Liste, copiando cada uma por inteiro, todas as linhas dos registros abaixo que contêm a palavra "bumper". A busca diferencia maiúsculas de minúsculas.
^^^^
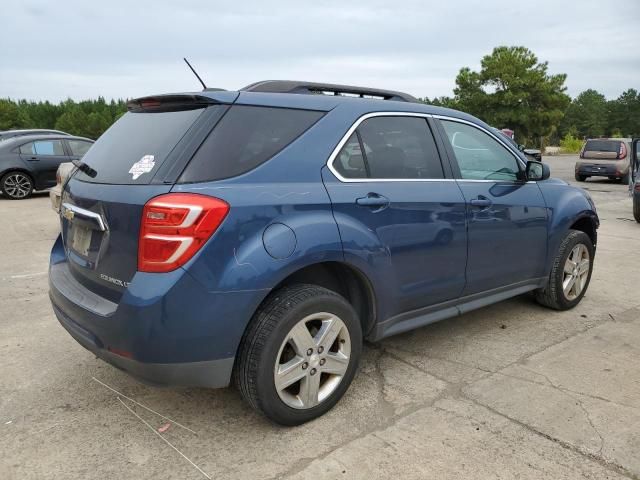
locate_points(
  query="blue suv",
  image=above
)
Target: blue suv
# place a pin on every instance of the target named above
(259, 236)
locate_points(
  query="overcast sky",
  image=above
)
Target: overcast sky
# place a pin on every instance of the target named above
(52, 50)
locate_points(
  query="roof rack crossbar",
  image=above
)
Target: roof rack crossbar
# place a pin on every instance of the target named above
(292, 86)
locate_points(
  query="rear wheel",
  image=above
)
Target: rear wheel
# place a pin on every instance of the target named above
(299, 355)
(570, 273)
(16, 185)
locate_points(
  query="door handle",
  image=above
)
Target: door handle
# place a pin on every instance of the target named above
(373, 200)
(481, 201)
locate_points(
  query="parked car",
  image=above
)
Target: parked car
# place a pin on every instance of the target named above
(634, 178)
(62, 175)
(30, 162)
(262, 234)
(33, 131)
(530, 153)
(604, 157)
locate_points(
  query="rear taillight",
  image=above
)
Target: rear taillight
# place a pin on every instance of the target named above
(174, 227)
(623, 151)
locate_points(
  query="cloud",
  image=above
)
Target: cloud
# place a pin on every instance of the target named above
(125, 49)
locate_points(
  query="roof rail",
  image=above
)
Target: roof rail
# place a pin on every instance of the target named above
(292, 86)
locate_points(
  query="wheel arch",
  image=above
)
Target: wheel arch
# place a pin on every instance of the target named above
(344, 279)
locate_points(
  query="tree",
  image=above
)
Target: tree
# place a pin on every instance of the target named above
(11, 116)
(624, 114)
(587, 115)
(513, 90)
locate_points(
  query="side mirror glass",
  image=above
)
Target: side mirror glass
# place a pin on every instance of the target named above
(537, 171)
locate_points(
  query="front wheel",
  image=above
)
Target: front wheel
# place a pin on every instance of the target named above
(570, 273)
(299, 355)
(16, 185)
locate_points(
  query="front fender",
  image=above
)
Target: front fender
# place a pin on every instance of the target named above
(566, 205)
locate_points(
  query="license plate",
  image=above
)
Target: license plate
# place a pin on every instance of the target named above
(81, 240)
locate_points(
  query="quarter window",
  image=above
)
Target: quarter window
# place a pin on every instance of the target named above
(43, 147)
(79, 147)
(392, 147)
(479, 156)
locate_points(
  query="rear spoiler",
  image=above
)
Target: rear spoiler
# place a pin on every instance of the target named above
(182, 101)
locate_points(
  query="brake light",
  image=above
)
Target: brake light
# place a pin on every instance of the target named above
(174, 227)
(623, 151)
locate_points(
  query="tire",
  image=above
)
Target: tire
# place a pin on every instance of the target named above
(16, 185)
(554, 295)
(268, 345)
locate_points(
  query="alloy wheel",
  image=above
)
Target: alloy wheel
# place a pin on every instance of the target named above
(17, 185)
(576, 272)
(312, 360)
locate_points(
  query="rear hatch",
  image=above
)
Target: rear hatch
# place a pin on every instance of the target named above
(603, 150)
(138, 158)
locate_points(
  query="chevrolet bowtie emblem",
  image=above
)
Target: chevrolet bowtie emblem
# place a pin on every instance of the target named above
(68, 214)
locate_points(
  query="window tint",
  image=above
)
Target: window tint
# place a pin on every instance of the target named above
(140, 138)
(612, 146)
(245, 138)
(350, 161)
(479, 156)
(79, 147)
(394, 147)
(43, 147)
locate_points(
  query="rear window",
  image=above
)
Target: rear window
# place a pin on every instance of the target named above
(246, 137)
(134, 148)
(602, 146)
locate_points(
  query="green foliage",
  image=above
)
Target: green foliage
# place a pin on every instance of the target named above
(513, 89)
(587, 115)
(570, 144)
(87, 118)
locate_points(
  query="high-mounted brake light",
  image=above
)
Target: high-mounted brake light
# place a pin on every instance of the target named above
(174, 227)
(623, 151)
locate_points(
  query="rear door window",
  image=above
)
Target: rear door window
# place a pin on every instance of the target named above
(480, 156)
(392, 147)
(134, 148)
(246, 137)
(43, 147)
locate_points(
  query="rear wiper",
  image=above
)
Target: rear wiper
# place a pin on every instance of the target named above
(83, 167)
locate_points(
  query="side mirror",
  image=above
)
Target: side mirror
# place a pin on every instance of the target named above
(537, 171)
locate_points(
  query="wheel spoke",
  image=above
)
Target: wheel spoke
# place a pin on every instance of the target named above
(335, 363)
(289, 373)
(568, 283)
(569, 265)
(583, 266)
(309, 389)
(328, 333)
(301, 338)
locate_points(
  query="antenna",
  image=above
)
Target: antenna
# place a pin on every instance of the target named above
(195, 73)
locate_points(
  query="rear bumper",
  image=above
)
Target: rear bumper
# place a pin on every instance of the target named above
(613, 168)
(212, 373)
(165, 329)
(55, 197)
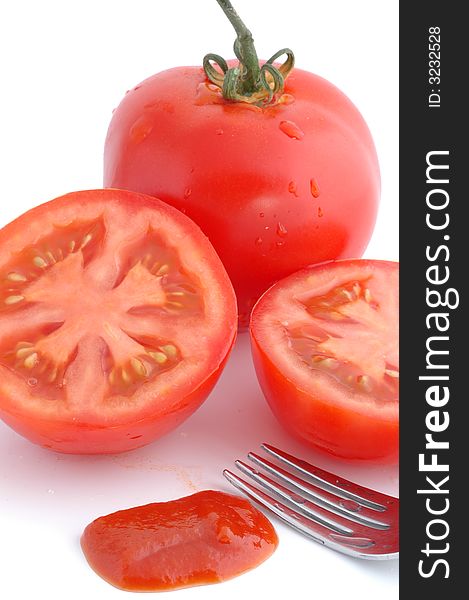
^^^^
RESULTADO CORRETO =
  query="rear bumper",
Target: rear bumper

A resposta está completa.